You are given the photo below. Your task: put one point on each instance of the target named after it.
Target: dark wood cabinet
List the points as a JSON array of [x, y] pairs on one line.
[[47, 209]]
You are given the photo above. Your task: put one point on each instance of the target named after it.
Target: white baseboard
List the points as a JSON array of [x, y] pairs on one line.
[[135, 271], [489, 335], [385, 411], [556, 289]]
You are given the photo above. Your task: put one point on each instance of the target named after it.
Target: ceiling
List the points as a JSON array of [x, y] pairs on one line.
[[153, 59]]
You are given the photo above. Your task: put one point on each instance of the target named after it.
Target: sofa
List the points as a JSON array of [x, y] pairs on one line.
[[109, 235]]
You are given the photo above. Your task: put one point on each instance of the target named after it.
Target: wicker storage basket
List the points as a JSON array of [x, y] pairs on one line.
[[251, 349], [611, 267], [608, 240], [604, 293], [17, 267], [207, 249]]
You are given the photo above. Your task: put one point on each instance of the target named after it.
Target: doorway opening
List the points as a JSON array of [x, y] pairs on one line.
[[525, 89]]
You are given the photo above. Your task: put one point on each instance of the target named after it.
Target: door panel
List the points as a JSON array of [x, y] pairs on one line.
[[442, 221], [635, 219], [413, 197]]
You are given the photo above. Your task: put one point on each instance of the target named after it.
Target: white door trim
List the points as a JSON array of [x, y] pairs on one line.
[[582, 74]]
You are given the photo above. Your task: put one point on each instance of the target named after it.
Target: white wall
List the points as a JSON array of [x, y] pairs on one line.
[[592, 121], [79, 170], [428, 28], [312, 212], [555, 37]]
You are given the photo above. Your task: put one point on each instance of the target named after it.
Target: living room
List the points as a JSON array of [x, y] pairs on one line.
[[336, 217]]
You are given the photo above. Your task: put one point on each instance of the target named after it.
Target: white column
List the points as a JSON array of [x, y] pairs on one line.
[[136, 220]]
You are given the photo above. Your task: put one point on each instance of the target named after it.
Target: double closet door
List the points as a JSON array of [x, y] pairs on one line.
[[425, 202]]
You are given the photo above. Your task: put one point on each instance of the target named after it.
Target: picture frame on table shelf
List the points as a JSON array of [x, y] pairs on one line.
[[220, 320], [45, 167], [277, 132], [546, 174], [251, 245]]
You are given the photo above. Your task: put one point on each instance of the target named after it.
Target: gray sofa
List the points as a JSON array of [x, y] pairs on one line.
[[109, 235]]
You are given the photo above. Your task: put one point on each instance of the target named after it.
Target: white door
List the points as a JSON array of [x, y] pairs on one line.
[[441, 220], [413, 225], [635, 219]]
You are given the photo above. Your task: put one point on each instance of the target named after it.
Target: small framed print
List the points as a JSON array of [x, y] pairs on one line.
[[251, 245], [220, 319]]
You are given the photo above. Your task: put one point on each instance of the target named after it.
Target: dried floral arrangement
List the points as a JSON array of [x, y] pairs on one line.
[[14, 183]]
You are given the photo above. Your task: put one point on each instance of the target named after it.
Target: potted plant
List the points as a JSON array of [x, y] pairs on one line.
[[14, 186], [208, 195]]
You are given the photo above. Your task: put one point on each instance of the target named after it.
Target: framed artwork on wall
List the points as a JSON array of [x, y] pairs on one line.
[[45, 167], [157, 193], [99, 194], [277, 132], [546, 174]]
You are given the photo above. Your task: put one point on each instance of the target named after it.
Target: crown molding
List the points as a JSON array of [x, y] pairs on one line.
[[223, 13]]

*****

• PROBLEM: Extract each line of the records above that contains the word "wall", keeping them in their original order.

• WORKED SOLUTION:
Target: white wall
Target: framed artwork on wall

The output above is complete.